■ Task ■
Pull out every line of the data that contains the string "shirt", matching case exactly.

Outline labeling data:
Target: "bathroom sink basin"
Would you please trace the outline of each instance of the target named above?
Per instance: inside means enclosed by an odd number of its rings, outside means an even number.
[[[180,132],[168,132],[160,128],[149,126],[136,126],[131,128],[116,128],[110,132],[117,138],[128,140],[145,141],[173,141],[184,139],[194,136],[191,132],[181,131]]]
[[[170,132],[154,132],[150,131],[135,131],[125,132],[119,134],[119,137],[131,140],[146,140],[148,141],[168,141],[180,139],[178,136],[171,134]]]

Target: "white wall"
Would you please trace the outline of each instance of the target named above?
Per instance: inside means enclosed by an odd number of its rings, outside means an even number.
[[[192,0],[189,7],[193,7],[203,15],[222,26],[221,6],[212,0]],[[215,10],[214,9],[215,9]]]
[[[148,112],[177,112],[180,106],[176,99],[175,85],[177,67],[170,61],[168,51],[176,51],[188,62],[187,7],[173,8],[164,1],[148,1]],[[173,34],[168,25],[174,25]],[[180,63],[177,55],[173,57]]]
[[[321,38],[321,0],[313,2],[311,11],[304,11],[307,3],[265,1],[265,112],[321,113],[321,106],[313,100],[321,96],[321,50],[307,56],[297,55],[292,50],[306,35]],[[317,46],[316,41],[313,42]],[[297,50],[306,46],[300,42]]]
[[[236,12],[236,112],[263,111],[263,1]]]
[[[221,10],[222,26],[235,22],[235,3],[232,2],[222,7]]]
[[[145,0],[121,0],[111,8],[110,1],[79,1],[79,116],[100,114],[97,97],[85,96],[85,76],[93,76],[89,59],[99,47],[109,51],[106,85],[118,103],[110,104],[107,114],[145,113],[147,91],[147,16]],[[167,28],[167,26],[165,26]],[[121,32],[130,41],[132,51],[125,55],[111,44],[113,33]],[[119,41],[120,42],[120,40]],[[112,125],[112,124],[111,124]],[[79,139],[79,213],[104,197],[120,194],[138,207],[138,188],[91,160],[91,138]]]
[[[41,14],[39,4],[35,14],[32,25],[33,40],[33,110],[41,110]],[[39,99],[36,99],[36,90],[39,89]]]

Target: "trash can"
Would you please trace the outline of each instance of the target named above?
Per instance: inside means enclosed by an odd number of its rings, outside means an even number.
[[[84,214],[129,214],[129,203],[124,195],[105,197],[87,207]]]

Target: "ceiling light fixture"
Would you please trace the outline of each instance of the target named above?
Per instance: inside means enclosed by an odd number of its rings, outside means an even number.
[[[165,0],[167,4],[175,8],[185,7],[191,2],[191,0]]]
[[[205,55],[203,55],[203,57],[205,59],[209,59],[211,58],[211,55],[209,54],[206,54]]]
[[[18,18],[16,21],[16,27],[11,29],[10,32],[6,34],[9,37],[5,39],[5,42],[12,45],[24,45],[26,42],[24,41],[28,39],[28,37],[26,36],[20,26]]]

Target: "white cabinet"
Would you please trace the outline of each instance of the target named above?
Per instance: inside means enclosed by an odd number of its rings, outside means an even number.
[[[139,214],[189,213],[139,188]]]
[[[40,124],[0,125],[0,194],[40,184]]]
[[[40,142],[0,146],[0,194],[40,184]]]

---

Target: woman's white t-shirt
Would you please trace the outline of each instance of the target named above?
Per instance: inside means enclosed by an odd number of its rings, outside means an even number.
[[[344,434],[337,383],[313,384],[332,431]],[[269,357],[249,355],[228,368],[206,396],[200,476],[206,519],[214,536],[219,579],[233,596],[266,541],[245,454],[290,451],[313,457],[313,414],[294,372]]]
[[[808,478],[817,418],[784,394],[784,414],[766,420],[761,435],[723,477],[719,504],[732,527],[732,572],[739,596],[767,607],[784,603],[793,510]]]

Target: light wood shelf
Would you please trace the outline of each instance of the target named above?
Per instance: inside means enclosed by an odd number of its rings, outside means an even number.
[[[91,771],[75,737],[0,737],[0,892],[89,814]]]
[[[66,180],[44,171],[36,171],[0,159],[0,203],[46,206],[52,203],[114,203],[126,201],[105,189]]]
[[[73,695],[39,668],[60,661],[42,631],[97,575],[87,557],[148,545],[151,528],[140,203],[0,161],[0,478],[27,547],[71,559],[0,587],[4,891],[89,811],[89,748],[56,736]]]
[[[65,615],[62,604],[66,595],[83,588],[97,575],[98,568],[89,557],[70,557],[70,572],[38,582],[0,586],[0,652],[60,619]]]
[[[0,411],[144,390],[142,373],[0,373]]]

--

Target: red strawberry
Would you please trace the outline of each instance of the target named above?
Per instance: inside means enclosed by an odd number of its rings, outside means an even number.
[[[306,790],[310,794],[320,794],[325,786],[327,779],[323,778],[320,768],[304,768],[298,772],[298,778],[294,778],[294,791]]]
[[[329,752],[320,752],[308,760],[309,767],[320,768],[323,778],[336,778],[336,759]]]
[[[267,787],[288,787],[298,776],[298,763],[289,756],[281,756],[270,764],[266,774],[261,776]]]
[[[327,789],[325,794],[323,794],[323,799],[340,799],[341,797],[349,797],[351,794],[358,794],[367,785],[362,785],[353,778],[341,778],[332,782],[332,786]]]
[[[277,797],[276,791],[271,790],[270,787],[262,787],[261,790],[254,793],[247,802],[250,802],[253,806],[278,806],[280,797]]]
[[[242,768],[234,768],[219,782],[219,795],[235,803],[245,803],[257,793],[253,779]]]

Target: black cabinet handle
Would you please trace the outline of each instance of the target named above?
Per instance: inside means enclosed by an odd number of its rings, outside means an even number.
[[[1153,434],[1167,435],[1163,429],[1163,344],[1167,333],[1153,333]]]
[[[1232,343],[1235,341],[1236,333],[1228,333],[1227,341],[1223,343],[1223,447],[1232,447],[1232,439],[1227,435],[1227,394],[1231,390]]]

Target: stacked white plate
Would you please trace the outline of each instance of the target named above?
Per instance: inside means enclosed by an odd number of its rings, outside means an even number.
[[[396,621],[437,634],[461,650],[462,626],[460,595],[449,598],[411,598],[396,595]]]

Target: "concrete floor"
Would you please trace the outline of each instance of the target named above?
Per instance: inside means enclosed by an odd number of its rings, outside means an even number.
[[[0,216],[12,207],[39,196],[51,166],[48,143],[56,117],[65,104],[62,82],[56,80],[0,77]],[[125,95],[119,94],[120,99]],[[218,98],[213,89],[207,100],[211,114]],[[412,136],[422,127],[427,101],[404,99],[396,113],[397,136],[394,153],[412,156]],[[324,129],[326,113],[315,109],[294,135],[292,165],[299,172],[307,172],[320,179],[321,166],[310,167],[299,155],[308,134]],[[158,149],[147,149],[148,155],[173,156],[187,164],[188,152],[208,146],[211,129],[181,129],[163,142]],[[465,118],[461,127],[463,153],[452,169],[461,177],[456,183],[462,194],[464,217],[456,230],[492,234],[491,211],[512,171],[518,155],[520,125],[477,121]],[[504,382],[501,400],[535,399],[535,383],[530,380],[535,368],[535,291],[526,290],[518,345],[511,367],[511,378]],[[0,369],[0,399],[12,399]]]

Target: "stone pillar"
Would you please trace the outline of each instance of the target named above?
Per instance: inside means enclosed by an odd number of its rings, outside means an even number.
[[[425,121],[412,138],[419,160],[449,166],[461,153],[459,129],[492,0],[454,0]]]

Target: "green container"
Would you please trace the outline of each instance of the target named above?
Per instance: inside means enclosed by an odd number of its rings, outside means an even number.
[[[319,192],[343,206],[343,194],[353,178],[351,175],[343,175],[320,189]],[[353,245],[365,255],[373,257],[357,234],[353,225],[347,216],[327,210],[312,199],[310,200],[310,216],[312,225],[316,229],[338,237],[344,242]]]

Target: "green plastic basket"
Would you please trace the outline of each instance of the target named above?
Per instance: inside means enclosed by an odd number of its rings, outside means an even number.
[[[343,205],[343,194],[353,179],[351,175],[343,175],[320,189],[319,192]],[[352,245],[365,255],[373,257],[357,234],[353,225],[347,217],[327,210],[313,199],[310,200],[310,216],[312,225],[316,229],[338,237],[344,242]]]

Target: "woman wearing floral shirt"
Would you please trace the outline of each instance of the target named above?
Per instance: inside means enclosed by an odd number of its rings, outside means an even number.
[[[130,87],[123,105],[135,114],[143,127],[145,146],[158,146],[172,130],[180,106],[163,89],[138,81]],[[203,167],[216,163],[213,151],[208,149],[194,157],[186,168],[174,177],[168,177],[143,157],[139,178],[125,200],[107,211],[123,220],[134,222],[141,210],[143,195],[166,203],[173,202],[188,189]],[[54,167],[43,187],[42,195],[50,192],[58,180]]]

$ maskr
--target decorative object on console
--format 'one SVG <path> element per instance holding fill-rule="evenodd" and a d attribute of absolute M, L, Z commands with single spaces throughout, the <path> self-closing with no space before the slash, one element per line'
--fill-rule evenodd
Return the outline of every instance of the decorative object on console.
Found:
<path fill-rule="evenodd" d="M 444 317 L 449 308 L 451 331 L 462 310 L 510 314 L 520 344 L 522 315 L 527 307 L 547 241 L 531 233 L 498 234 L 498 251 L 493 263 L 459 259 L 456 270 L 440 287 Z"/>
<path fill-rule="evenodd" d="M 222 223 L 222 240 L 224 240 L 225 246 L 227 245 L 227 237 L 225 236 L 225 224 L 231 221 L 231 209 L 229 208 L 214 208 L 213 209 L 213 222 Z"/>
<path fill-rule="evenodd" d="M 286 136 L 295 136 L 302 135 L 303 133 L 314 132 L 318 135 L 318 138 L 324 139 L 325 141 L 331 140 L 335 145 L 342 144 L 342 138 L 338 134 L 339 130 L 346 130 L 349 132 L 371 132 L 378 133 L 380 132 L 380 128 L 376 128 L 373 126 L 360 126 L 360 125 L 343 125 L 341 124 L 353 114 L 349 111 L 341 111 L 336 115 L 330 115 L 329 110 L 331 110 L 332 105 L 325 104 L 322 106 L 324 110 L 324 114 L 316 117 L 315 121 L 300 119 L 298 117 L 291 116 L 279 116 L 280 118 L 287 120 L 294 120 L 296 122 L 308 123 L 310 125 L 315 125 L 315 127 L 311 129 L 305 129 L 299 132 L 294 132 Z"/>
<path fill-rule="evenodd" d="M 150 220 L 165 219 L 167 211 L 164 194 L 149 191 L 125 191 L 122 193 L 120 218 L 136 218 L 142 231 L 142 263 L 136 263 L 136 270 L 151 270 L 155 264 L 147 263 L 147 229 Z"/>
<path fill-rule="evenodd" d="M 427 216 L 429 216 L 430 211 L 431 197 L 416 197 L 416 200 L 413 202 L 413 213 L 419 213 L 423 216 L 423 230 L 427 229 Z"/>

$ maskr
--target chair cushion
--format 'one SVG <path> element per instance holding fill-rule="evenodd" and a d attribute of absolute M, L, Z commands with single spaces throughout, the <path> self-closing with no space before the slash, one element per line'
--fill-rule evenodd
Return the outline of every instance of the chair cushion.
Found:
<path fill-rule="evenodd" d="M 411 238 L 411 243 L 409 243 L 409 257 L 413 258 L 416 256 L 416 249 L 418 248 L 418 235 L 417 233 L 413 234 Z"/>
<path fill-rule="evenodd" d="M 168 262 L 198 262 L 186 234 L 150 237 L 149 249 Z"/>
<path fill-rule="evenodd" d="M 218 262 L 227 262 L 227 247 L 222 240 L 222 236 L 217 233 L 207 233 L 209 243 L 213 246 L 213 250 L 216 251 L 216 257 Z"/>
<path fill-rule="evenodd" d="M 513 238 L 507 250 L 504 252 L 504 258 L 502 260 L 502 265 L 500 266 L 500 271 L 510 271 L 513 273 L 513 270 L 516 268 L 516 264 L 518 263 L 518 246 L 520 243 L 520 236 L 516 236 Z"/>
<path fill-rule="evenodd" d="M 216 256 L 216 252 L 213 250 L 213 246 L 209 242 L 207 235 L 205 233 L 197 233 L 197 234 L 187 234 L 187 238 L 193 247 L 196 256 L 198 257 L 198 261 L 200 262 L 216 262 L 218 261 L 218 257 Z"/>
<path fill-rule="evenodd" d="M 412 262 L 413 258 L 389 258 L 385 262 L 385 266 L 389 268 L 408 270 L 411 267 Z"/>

■ Completed exercise ■
Target: woman's white t-shirt
Target: "woman wearing floral shirt"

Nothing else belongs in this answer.